**Text segment:**
↓

Regina Barzilay teaches computers how to learn. A professor at the Massachusetts Institute of Technology, her work focused on natural language processing – training computers to understand human speech – until a breast cancer diagnosis three years ago.
"Going through it, I realized that today we have more sophisticated technology to select your shoes on Amazon than to adjust treatments for cancer patients," Barzilay said in an interview at her office in Cambridge. "I really wanted to make sure that the expertise we have would be used for helping people."
Barzilay's group, in collaboration with Massachusetts General Hospital, is now applying their expertise in artificial intelligence and machine learning to improve cancer diagnosis and treatment. They're asking questions like whether computers can detect signs of breast cancer in mammograms earlier than humans are currently capable of, and whether machine learning can enable doctors to use all the huge quantities of data available on patients to make more personalized treatment decisions.
It's a field some say is on the cusp of changing medicine.
"The potential is perhaps the biggest in any type of technology we've ever had in the field of medicine," said Dr. Eric Topol, director of the Scripps Translational Science Institute. "Computing capability can transcend what a human being could ever do in their lifetime."
Investment is pouring in, from tech giants like IBM's Watson, Alphabet and Philips, to pharmaceutical companies and swiftly proliferating startups. The market for artificial intelligence in health care and the life sciences is projected to grow by 40 percent a year, to $6.6 billion in 2021, according to estimates from Frost & Sullivan.
Some of the earliest applications are expected to be in diagnosing disease. For Barzilay, the ability of computers to scour images holds the potential of earlier detection. She had been getting mammograms for more than two years before she was diagnosed at age 43.

↑

Point localization data
↓

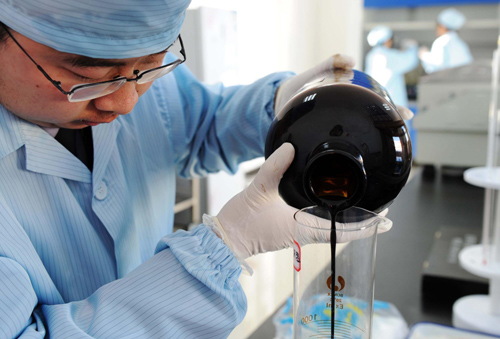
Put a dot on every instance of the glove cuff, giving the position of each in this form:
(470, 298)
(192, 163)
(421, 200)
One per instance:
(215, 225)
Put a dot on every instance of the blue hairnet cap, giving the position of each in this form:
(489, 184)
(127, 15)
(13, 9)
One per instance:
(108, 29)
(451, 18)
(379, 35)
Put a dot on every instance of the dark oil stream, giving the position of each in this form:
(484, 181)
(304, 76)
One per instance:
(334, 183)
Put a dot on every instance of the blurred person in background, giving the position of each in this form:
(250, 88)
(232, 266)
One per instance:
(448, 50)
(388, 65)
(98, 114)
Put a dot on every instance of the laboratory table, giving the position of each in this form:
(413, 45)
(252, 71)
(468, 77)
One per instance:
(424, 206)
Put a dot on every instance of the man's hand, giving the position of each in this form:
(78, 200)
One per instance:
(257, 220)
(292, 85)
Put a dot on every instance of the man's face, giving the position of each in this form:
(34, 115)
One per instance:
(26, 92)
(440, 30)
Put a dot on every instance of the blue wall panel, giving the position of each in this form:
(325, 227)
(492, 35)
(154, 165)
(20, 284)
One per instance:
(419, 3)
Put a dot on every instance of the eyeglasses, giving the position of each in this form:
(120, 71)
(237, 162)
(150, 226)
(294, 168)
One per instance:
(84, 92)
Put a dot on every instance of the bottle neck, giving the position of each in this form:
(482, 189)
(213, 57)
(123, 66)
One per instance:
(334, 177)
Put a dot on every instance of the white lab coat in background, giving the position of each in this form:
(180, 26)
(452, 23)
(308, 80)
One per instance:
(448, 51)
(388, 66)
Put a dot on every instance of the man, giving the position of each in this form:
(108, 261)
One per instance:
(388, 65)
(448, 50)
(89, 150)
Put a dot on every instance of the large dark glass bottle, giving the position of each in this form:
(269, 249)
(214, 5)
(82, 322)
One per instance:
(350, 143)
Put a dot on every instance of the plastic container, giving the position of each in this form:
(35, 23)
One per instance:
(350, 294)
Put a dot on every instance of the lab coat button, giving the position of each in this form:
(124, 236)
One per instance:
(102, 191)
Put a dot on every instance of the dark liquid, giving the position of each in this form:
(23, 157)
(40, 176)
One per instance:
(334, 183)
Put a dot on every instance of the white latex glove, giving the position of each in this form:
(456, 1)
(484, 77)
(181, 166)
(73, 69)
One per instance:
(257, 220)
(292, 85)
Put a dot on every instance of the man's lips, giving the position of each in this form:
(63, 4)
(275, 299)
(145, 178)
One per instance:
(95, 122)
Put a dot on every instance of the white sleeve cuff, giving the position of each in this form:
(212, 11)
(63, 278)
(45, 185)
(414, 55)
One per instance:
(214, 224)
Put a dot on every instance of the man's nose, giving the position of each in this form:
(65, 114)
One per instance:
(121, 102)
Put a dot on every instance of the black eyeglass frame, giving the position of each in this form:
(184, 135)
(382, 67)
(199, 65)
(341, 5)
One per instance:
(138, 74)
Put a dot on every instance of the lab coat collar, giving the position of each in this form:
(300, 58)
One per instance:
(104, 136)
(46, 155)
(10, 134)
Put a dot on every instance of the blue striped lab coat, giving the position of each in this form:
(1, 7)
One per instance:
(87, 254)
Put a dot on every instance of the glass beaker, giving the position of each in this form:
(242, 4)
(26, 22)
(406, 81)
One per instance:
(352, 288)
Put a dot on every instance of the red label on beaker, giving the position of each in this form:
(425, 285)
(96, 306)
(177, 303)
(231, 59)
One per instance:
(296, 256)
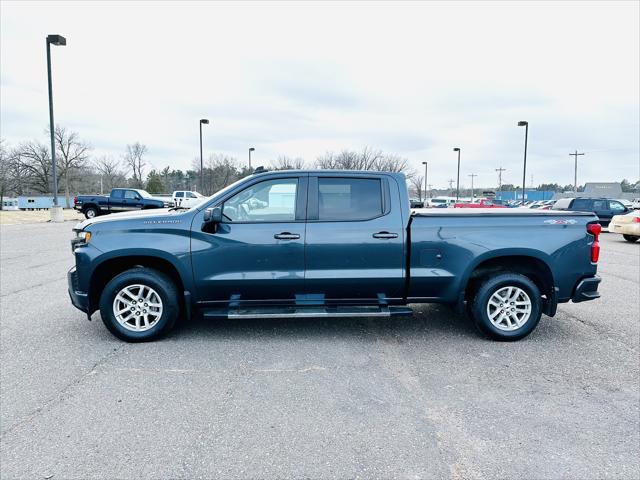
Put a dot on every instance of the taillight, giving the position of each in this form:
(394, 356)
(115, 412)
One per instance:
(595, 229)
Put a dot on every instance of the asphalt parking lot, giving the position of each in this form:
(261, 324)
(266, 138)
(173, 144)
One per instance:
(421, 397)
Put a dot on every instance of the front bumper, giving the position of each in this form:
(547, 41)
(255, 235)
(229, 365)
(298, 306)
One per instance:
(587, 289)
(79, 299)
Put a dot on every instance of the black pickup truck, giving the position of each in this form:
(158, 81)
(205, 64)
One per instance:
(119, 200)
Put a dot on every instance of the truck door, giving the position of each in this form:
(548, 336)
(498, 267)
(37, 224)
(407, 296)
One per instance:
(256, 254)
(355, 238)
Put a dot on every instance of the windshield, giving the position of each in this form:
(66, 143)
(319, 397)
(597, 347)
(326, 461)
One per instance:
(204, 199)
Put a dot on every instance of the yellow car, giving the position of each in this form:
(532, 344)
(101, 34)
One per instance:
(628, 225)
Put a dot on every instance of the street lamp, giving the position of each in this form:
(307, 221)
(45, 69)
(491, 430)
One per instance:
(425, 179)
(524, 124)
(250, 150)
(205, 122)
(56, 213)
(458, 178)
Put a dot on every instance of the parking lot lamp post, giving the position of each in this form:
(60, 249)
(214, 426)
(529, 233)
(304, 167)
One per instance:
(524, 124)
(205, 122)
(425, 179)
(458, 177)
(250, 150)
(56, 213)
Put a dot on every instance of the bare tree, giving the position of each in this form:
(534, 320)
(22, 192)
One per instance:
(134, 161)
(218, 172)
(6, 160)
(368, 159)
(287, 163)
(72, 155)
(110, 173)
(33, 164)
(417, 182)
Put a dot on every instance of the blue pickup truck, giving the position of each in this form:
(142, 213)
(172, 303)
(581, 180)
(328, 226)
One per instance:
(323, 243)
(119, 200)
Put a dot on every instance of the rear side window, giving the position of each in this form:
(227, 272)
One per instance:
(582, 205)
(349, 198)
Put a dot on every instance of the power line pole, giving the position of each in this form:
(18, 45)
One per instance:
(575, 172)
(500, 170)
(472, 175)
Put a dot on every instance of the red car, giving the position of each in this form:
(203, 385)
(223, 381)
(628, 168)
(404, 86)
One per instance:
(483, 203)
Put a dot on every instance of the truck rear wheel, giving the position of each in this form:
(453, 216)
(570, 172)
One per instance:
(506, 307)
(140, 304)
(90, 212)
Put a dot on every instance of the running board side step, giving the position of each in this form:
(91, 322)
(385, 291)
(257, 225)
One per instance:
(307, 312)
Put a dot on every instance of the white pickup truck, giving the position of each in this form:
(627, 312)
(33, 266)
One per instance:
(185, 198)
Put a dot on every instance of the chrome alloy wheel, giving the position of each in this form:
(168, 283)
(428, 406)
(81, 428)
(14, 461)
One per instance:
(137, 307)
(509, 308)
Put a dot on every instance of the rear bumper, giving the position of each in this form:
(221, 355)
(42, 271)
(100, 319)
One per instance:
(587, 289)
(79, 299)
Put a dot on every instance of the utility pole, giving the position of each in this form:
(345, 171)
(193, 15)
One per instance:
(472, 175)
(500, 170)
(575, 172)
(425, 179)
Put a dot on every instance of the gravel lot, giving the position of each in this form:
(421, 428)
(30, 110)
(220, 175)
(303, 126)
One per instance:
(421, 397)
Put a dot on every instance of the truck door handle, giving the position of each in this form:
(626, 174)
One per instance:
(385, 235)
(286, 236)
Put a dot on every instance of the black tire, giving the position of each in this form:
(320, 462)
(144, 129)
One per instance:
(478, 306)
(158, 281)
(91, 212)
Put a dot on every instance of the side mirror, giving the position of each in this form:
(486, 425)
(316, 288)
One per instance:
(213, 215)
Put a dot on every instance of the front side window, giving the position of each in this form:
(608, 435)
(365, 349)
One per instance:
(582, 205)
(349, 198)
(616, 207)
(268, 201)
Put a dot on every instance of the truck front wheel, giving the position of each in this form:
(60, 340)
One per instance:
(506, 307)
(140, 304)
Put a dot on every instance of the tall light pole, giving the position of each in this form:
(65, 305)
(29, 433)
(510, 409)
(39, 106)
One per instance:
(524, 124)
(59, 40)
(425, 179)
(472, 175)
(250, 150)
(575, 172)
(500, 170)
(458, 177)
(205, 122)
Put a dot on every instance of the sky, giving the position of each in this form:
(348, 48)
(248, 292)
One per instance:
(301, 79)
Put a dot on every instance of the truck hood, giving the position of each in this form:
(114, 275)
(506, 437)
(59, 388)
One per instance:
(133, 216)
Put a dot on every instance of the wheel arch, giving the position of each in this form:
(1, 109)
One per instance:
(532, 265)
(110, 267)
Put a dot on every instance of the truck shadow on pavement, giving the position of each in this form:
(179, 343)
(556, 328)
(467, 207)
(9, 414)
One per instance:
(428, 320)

↑
↓

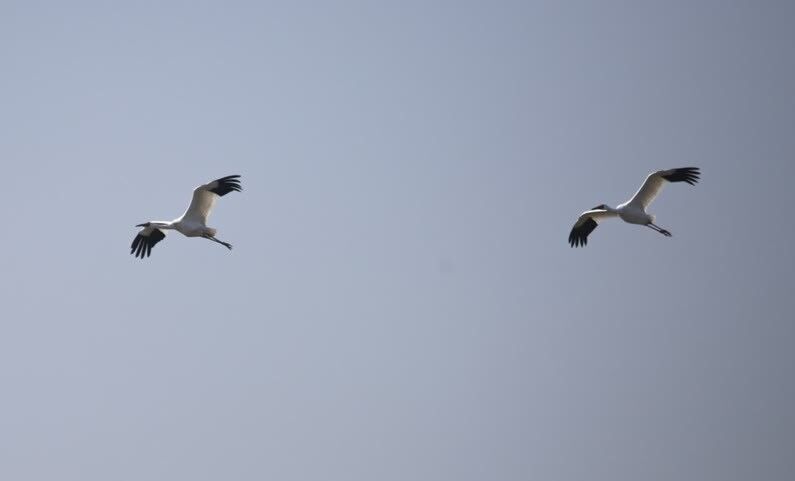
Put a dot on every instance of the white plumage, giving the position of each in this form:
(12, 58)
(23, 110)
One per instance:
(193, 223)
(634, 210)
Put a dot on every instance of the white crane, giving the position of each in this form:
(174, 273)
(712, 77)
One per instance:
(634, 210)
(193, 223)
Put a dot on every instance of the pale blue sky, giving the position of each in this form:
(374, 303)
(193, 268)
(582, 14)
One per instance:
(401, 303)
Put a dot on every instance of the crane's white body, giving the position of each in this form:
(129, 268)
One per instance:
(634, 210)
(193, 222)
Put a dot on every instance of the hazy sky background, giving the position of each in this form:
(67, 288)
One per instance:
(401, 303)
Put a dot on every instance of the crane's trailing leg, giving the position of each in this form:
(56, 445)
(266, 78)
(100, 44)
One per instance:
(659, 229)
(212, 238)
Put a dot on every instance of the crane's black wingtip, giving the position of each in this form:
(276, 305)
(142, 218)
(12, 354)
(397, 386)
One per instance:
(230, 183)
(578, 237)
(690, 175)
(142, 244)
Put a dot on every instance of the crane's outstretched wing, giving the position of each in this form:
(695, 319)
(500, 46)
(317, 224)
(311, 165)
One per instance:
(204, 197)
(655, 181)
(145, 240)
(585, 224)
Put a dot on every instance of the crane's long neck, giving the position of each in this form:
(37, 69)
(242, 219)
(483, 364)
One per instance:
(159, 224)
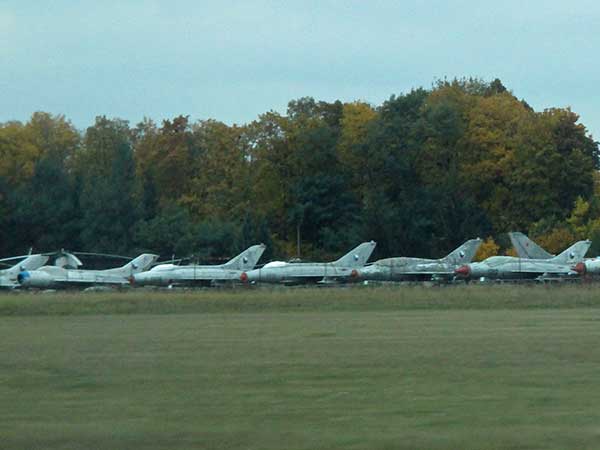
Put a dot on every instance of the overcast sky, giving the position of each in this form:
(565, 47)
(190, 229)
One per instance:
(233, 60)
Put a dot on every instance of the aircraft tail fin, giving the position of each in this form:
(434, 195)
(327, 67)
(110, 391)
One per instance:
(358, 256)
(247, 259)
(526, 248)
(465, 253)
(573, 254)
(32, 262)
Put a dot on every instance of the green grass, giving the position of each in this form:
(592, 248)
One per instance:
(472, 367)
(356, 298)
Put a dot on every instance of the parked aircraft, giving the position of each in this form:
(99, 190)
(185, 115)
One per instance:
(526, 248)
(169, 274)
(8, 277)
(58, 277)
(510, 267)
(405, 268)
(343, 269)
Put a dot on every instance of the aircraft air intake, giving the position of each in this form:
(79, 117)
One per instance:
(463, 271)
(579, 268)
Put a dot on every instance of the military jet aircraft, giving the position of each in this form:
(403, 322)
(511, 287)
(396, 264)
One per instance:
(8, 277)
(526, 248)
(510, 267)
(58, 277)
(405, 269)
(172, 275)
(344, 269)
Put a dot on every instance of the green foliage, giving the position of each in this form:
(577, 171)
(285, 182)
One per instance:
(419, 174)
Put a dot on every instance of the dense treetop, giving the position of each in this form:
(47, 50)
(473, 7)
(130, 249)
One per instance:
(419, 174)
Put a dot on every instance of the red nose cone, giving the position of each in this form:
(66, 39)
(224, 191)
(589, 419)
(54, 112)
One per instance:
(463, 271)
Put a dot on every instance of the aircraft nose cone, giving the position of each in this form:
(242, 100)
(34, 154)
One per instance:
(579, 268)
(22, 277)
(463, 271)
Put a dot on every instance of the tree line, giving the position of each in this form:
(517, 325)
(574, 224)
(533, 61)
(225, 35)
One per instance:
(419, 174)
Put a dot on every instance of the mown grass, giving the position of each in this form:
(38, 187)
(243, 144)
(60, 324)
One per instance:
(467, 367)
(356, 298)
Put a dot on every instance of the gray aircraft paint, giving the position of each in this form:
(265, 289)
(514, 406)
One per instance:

↑

**Task to complete:** Reproduce the full article about Regina Barzilay and artificial intelligence in cancer care word for word.

**Result of the task:**
Regina Barzilay teaches computers how to learn. A professor at the Massachusetts Institute of Technology, her work focused on natural language processing – training computers to understand human speech – until a breast cancer diagnosis three years ago.
"Going through it, I realized that today we have more sophisticated technology to select your shoes on Amazon than to adjust treatments for cancer patients," Barzilay said in an interview at her office in Cambridge. "I really wanted to make sure that the expertise we have would be used for helping people."
Barzilay's group, in collaboration with Massachusetts General Hospital, is now applying their expertise in artificial intelligence and machine learning to improve cancer diagnosis and treatment. They're asking questions like whether computers can detect signs of breast cancer in mammograms earlier than humans are currently capable of, and whether machine learning can enable doctors to use all the huge quantities of data available on patients to make more personalized treatment decisions.
It's a field some say is on the cusp of changing medicine.
"The potential is perhaps the biggest in any type of technology we've ever had in the field of medicine," said Dr. Eric Topol, director of the Scripps Translational Science Institute. "Computing capability can transcend what a human being could ever do in their lifetime."
Investment is pouring in, from tech giants like IBM's Watson, Alphabet and Philips, to pharmaceutical companies and swiftly proliferating startups. The market for artificial intelligence in health care and the life sciences is projected to grow by 40 percent a year, to $6.6 billion in 2021, according to estimates from Frost & Sullivan.
Some of the earliest applications are expected to be in diagnosing disease. For Barzilay, the ability of computers to scour images holds the potential of earlier detection. She had been getting mammograms for more than two years before she was diagnosed at age 43.